Bu sergiye özellikle de gezici ideolojik diskoların sokaklardan temizlendiği günlerde gitmek, hiçbir işe yaramamış çok büyük bir eğlencenin ardından, kafanız kıyak biçimde, çok meşhur, eski bir işkembecide buluşarak, neler olup bittiğini anlamaya çalışmaya benziyor.
Sergideki her bir yapıt, bir parça ekmek, bir kaşık sirke, azıcık sarımsak, bolca kekik ve tuz kadar samimi, değerli, değerli, değerli. Duman’ın kelimeleri, Erdener’in kentte kaynattığı imgelere gayet kıvamında bulaşıyor. Ürettiği keyifli, neredeyse rehabilite edici el ve kelime işçiliğiyle, İstanbul’dan kalma kafalara iksir kıvamındaki bu sergide de, Cosentino – Extramücadele ikilisinin dört yıl önce çıktıkları o çocuksuluğuyla samimi ‘İstanbul keşif turu’nun izinden gidiliyor.

Kayıtlı veriler:
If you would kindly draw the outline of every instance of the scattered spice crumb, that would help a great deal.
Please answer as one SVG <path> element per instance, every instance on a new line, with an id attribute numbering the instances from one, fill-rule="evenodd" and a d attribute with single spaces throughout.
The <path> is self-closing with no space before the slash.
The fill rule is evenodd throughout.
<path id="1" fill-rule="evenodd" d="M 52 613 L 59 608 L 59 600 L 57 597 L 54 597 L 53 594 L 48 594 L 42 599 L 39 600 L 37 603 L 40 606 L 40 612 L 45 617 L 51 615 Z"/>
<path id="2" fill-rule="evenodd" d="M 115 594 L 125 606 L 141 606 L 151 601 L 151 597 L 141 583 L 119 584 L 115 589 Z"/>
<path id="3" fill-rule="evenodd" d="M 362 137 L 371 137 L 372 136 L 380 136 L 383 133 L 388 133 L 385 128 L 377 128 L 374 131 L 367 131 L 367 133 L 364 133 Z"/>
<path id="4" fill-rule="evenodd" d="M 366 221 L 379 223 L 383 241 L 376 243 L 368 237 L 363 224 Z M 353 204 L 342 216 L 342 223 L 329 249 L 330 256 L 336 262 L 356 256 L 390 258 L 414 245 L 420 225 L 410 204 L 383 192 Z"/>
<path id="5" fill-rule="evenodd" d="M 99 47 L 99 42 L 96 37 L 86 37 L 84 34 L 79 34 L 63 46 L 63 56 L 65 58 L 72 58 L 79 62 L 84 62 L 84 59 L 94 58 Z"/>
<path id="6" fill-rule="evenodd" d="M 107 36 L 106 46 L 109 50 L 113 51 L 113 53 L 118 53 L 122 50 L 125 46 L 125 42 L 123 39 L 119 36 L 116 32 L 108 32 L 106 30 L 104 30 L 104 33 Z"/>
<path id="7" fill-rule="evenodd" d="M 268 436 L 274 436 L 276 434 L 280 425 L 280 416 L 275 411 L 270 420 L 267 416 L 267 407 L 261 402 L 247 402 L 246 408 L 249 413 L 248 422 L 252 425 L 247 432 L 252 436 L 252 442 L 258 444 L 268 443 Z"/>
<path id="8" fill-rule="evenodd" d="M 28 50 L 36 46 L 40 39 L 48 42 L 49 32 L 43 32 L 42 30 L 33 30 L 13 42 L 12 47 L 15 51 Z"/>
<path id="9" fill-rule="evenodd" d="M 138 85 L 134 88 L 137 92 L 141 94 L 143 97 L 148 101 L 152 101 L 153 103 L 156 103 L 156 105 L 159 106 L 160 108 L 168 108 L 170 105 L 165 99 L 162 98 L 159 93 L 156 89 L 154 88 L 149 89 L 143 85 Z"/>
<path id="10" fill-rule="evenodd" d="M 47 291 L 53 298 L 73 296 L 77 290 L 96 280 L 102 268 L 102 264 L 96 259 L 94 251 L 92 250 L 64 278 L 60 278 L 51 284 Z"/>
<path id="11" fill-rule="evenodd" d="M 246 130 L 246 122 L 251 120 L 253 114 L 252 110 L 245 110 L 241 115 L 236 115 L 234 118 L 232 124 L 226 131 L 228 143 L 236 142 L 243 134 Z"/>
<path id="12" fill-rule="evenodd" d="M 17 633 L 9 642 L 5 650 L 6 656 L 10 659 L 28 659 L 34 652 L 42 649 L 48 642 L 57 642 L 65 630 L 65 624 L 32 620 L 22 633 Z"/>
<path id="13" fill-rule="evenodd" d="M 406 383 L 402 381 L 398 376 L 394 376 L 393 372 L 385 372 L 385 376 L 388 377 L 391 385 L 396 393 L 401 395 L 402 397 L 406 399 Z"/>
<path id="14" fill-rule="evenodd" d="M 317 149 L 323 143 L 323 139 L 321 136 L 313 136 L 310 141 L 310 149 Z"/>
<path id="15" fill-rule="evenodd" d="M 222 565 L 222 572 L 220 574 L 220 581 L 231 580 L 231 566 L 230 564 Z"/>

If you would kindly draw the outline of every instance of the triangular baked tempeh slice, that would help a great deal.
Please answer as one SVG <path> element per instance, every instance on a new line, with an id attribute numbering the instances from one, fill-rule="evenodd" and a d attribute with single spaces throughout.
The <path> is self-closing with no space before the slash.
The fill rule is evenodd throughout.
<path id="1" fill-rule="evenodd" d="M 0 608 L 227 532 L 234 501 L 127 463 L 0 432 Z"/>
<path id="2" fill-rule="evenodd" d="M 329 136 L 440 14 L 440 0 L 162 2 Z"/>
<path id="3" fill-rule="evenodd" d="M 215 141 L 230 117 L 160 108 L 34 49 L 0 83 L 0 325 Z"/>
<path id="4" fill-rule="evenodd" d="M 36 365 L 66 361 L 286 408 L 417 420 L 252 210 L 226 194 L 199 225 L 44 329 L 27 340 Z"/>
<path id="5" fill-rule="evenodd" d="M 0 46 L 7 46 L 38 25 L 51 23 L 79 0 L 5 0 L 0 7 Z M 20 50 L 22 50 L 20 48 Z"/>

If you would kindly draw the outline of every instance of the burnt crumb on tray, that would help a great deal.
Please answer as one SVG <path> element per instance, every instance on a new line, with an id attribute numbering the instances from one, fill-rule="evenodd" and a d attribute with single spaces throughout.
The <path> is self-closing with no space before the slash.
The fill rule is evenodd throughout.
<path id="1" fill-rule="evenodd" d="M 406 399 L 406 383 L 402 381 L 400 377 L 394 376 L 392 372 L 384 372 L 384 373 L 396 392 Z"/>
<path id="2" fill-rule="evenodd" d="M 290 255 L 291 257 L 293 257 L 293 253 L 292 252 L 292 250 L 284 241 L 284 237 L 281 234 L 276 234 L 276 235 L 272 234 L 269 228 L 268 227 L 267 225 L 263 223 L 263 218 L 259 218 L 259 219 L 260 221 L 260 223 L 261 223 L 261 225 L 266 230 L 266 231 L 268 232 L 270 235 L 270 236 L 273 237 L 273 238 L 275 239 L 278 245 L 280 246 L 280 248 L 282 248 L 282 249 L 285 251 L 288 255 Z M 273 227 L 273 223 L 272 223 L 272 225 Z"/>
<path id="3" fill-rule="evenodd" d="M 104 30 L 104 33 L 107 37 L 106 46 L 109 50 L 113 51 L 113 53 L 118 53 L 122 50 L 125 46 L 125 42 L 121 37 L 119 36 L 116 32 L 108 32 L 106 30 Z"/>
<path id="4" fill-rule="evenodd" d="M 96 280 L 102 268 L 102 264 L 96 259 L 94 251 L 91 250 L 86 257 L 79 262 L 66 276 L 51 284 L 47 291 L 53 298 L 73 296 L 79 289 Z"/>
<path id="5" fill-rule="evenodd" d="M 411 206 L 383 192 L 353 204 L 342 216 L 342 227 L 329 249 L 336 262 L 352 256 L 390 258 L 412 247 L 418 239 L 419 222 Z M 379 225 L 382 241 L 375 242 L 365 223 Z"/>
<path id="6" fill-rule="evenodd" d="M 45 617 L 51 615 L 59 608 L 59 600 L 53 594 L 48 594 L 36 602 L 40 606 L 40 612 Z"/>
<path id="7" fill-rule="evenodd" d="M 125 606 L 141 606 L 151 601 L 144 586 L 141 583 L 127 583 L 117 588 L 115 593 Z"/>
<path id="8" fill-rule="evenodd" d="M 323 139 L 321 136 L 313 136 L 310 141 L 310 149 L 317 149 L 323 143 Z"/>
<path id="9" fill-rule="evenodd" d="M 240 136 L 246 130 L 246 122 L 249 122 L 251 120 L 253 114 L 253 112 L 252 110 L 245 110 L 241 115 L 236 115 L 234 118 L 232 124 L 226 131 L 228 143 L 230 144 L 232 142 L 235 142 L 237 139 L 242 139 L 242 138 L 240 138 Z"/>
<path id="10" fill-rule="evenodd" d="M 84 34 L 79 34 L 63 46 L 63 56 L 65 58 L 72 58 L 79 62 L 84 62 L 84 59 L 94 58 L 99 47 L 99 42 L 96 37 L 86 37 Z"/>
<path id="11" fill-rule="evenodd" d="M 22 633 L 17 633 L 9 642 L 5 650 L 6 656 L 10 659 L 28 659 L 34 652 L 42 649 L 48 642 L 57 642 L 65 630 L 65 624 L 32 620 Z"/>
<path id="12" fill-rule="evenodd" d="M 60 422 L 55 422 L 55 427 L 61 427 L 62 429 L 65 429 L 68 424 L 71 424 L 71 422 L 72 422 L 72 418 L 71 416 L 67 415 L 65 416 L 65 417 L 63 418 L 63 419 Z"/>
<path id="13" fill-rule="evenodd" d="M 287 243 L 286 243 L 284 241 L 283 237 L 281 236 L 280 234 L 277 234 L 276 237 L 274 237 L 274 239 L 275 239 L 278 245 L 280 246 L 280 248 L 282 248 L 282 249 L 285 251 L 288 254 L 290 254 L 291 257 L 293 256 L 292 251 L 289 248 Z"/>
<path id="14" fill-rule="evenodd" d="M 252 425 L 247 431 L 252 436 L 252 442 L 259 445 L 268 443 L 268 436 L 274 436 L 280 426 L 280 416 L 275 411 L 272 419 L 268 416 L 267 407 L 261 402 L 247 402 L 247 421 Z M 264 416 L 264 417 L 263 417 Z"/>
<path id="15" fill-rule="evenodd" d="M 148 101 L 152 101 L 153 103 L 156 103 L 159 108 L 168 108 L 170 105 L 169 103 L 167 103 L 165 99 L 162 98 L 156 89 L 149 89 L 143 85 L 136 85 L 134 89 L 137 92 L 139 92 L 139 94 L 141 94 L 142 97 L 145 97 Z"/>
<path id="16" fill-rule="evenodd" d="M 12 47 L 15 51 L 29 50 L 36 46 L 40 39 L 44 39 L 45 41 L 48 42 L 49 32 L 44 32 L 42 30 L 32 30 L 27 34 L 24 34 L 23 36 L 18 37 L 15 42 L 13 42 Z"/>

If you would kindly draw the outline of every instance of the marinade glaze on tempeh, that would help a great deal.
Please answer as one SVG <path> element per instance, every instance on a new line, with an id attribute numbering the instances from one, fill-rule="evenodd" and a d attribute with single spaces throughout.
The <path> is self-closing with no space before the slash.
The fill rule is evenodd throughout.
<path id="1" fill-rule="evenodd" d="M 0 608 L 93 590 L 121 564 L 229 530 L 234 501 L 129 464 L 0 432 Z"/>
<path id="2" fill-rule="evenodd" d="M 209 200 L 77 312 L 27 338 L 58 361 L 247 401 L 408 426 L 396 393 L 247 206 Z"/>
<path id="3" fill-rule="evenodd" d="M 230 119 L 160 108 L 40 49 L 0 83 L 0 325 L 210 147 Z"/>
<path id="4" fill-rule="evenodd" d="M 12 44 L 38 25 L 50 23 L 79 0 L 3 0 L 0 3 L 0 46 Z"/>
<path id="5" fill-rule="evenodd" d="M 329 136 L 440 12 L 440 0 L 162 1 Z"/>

Görev: Okunacak metne göre Cosentino – Extramücadele ikilisi ‘İstanbul keşif turu’na ne zaman çıkmıştır?

Görevin sonucu: İkili bu tura dört yıl önce çıkmıştır.